PAGE EXCERPT =
◆ ◆ ◆ ◆

Previously, if an non-fatal error was reported by an endpoint, we
called report_error_detected() for the endpoint, every sibling on the
bus, and their descendents. If any of them did not implement the
.error_detected() method, do_recovery() failed, leaving all these
devices unrecovered.
For example, the system described in the bugzilla below has two devices:
0000:74:02.0 [19e5:a230] SAS controller, driver has .error_detected()
0000:74:03.0 [19e5:a235] SATA controller, driver lacks .error_detected()
When a device such as 74:02.0 reported a non-fatal error, do_recovery()
failed because 74:03.0 lacked an .error_detected() method. But per PCIe
r3.1, sec 6.2.2.2.2, such an error does not compromise the Link and
does not affect 74:03.0:
Non-fatal errors are uncorrectable errors which cause a particular
transaction to be unreliable but the Link is otherwise fully functional.

◆ ◆ ◆ ◆

INFORMATION PROVIDED =
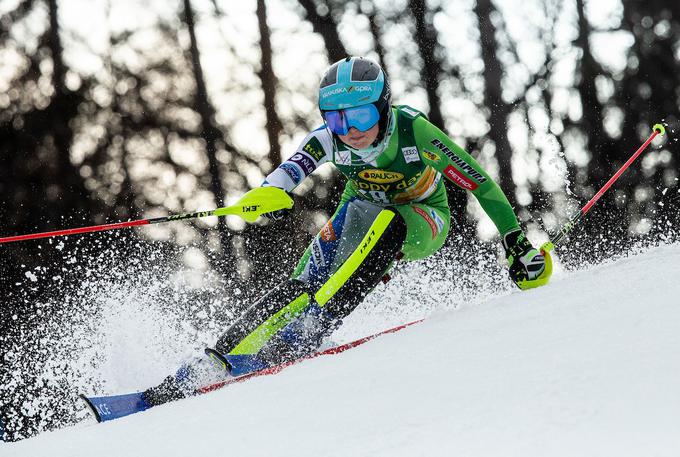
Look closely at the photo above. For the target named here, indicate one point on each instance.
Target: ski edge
(91, 407)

◆ ◆ ◆ ◆

EXERCISES =
**a)** Duplicate everything in the PCIe error recovery excerpt from "For example, the" down to "driver lacks .error_detected()".
**b)** Answer these from the PCIe error recovery excerpt:
(i) Which device in the example has a driver that lacks an .error_detected() method?
(ii) What section of PCIe r3.1 is cited?
(iii) What became of the devices when do_recovery() failed?
**c)** Carry the PCIe error recovery excerpt forward from its last sentence.

RESPONSES PER TASK =
**a)**
For example, the system described in the bugzilla below has two devices:
0000:74:02.0 [19e5:a230] SAS controller, driver has .error_detected()
0000:74:03.0 [19e5:a235] SATA controller, driver lacks .error_detected()

**b)**
(i) 0000:74:03.0 [19e5:a235], the SATA controller.
(ii) Section 6.2.2.2.2.
(iii) They were left unrecovered.

**c)**
Isolating Non-fatal from Fatal errors provides Requester/Receiver logic
in a device or system management software the opportunity to recover from
the error without resetting the components on the Link and disturbing
other transactions in progress. Devices not associated with the
transaction in error are not impacted by the error.
Report non-fatal errors only to the endpoint that reported them. We really
want to check for AER_NONFATAL here, but the current code structure doesn't
allow that. Looking for pci_channel_io_normal is the best we can do now.
Link: https://bugzilla.kernel.org/show_bug.cgi?id=197055
Fixes: 6c2b374d7485 ("PCI-Express AER implemetation: AER core and aerdriver")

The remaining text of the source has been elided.